■ Written exercise 1: Count how many lines of the records contain the string "grassy", treating case as significant. Reply with the number alone.

If you have string operations, the string operations might be faster if you select the fixed width multi byte character set to represent the national character set.

Variable width character sets can save storage space.

Globalization support parameters

Init parameters – does not affect client

Environment variables

Alter session

The init parameters that specify the default language dependent behavior are NLS_LANGUAGE and NLS_TERRITORY.

You can use the NLS_LANGUAGE parameter to specify the value for the language-dependent session characteristics. One of the language-dependent session characteristics is the display of the error messages. The server messages are stored in binary frmat files. Multiple versions of these files exist, one ofr each supported language. The files use specific naming conventions. For example, the name of the file storing server messages in French is ORAF.MSB. Another rsession characteristic is the language used for the display of day and month names and their abbreviations. Language dependent session characteristics also include symbols AM, PM, BC. Etc. The language dependent session characteristics also include default sorting mechanism.

The NLS_TERRITORY parameter specifies the conventions for the default numeric formatting characteristics such as date format, local currency symbol, ISO currency symbol. Some other default conventions that are specified by the NLS_TERRITORY parameter are decimal character and group separator, the list separator the week start day, the credit and debit symbols and the ISO week number calculation.

Both NLS_LANGUAGE and NLS_TERRITORY can be specified either as init parameters or as ALTER SESSION parameters, but they can not be specified as environment variables.

Derived globalization support parameters

The derived parameters of NLS_LANGUAGE are NLS_DATE_LANGUAGE (language for the day and month names) and NLS_SORT (linguistic sort). Both override NLS_LANGAUGE.

The derived parameters of NLS_TERRITORY are NLS_CURRENCY (, NLS_ISO_CURRENCY, NLS_DATE_FORMAT (“MM/DD/YYYY”), and NLS_NUMERIC_CHARACTERS.

Overriding default globalization support behavior

The NLS_LANG environment variable has 3 components – language, territory and charset NLS_LANG=<language>_<territory>.<charset>

Language dependent behavior of a session

An implicit ALTER SESSION command is normally executed when a session connects to a database. Users can also use the ALTER SESSION command during a session to change the globalization support behavior. If NLS_LANG is not defined, the implicit ALTER SESSION is not executed.

■ Data for the task:
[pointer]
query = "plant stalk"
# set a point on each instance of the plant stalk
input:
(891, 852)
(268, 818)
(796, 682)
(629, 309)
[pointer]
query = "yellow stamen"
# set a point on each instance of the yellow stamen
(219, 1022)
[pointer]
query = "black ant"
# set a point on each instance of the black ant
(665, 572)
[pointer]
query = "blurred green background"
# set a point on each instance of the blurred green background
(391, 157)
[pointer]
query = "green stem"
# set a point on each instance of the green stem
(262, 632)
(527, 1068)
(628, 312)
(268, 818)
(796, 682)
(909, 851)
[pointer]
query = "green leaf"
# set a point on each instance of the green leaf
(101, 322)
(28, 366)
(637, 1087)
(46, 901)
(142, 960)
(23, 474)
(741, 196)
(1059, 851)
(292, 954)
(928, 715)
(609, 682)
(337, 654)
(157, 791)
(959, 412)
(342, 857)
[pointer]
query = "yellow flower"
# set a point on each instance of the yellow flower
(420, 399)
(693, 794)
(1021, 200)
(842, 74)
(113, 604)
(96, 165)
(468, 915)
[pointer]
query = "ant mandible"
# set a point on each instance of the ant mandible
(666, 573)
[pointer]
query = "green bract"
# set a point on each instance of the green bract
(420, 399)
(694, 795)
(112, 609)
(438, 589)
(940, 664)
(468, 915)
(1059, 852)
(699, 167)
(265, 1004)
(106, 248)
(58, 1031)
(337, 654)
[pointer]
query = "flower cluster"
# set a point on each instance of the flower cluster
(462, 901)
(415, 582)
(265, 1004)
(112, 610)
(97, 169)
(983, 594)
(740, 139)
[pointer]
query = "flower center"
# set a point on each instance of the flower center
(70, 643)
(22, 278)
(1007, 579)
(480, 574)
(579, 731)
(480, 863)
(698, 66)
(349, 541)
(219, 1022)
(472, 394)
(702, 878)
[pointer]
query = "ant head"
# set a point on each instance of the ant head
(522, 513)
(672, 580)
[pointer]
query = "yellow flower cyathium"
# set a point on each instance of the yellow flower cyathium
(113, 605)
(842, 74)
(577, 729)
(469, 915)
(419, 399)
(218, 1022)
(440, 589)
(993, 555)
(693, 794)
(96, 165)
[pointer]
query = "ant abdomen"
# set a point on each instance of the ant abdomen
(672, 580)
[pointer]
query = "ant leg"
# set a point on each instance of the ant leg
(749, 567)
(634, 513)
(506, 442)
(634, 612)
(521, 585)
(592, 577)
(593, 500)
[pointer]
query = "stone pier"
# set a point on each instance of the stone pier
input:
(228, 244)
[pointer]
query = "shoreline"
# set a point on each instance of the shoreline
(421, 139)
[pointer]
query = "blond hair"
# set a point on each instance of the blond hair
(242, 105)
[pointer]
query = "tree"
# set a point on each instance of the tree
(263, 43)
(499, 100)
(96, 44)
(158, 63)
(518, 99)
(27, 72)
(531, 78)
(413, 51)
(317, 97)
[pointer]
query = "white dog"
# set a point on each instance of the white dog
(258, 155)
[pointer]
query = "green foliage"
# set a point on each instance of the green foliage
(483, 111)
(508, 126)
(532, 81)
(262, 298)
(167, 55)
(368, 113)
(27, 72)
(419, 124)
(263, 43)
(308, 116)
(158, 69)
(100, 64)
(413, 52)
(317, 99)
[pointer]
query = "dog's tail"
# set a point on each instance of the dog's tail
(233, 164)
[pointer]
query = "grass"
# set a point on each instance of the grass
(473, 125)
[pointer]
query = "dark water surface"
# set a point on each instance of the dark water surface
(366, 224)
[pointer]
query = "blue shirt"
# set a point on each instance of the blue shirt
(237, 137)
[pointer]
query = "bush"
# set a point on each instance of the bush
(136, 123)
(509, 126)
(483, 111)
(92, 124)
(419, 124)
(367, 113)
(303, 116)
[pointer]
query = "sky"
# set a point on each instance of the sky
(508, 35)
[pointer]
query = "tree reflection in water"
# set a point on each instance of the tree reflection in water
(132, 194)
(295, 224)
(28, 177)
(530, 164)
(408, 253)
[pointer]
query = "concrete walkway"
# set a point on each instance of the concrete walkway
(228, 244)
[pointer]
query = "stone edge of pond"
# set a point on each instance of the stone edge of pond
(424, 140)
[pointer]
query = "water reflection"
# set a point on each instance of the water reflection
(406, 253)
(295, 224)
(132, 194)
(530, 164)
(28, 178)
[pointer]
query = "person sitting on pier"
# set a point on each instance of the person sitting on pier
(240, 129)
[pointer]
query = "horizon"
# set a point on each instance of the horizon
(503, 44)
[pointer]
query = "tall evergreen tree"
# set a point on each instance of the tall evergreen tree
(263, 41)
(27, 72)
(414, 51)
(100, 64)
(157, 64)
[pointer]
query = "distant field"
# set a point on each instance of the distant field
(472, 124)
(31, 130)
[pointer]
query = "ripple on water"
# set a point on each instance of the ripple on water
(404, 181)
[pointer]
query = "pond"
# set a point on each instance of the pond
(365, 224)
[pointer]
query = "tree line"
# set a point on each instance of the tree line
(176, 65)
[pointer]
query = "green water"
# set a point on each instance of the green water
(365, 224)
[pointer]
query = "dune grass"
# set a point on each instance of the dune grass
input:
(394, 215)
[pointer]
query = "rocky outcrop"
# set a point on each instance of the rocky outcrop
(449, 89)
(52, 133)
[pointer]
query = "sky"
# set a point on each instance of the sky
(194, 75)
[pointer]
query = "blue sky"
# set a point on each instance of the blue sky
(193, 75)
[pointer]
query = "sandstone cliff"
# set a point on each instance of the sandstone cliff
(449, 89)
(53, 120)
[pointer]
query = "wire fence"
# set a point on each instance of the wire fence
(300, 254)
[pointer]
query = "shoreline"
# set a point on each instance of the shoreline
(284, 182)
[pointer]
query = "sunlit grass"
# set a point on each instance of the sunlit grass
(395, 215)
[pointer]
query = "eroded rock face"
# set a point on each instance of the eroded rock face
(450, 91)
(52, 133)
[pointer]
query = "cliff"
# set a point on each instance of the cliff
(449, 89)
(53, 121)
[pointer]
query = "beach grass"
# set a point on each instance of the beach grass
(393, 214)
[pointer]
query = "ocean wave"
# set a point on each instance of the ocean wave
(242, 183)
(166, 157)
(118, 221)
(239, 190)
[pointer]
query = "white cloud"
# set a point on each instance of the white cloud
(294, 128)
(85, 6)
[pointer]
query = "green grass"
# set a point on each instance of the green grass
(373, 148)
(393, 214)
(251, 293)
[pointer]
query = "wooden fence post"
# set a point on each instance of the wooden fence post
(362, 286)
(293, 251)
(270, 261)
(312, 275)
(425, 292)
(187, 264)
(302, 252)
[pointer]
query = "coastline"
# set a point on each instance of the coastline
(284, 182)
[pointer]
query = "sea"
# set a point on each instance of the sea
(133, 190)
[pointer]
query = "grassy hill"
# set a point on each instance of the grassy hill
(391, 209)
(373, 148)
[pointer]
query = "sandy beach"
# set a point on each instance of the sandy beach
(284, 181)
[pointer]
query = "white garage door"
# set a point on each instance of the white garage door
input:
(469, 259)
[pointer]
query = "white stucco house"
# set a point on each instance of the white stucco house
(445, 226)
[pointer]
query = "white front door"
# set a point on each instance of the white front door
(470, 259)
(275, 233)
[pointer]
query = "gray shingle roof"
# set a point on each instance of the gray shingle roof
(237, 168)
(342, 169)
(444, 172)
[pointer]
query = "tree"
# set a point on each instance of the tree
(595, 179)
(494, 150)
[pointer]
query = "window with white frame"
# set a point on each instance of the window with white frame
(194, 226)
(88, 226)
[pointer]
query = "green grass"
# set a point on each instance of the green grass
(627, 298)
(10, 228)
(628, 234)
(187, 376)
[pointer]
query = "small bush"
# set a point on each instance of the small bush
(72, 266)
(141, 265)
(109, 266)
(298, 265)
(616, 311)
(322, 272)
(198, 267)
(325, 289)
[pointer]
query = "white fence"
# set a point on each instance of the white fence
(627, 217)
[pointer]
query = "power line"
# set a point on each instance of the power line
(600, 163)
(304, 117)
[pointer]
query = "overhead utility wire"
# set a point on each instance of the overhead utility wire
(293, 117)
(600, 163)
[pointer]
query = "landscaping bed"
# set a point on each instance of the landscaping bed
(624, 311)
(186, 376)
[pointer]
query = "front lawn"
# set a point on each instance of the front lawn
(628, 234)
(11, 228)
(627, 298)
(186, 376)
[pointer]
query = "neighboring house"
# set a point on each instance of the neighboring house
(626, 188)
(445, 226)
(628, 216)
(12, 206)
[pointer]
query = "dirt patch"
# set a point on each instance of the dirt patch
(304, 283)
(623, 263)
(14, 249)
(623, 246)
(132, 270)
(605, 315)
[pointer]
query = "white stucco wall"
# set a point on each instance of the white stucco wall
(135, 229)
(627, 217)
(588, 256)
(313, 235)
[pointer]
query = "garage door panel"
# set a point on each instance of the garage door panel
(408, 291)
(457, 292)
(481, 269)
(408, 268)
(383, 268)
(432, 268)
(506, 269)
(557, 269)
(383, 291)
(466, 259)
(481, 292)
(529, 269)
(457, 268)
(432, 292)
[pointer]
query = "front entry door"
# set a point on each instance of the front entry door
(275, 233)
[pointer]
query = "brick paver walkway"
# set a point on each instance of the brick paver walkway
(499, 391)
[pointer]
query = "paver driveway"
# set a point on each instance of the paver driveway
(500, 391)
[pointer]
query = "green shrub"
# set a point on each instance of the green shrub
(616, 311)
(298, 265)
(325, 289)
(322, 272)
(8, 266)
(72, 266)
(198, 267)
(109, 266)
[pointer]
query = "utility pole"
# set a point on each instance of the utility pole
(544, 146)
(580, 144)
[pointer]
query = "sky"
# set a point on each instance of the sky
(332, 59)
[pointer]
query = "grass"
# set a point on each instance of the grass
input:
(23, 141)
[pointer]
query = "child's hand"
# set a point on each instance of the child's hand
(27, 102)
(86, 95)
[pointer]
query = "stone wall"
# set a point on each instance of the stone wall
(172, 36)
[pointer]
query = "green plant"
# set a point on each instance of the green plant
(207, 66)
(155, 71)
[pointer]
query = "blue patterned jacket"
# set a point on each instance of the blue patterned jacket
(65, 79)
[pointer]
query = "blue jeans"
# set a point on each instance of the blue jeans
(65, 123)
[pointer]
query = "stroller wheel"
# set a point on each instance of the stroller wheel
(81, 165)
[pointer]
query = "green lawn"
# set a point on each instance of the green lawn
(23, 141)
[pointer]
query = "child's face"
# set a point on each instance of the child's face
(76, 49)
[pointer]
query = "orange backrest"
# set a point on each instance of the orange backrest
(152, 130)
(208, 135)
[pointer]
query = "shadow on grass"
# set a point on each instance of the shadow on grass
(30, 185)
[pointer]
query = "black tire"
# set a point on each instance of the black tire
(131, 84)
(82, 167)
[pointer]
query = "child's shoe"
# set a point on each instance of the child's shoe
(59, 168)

■ Written exercise 2: Go on with the text on Oracle globalization support parameters, starting after its final sentence.

■ Exercise response 1: 2

■ Exercise response 2:
Globalization and sorting

A conventional sorting mechanism is the binary sort. The linguistic sorting of multi-byte character sets is not supported. Therefore, if the database character set is multi-byte the result of any sort is binary.

The NLS_COMP init parameter controls the method used by the comparison operators such as <, >, etc. When this parameter is set to NASI(, the values are compared by the binary value of the string. When the parameter is set to ANSI the values are compared by the linguistic sort sequence.

SQL functions

Some SQL functions can use globalization support features – TO_CHAR, TO_DATE, TO-NUMBER, NLS_UPPER, NLS_LOWER, NLS_INITCAP, NLSSORT.

The parameters that can be used with SQL functions are NLS_DATE_LANGUAGE, NLS_CALENDAR, NLS_NUMERIC_CHARACTERS, NLS_CURRENCY, NLS_ISO_CURRENCY and NLS_SORT.

TO_DATE – NLS_DATE_LANGUAGE, NLS_CALENDAR

TO_NUMBER – NLS_NUMERIC_CHARACTER, NLS_CURRENCY, NLS_ISO_CURRENCY

TO_CHAR – NLS_DATE_LANGUAGE, NLS_NUMERIC_CHARACTERS, NLS_CURRENCY, NLS_ISO_CURRENCY, NLS_CALENDAR

NLS_UPPER, NLS_LOWER, NLS_INITCAP, NLS_SORT – NLS_SORT

The following globalization parameters are NOT accepted in SQL functions – NLS_LANGUAGE, NLS_TERRITORY, NLS_DATE_FORMAT.

Character migration

When you migrate from a single byte character set to a multi byte variable width character set some characters transalate into 2 byte characters. Therefore, these characters may not fit into the existing columns – the data is truncated. During the data scanning 3 tests are performed to ensure that the conversion is OK.

Do the data cell codes change when converted?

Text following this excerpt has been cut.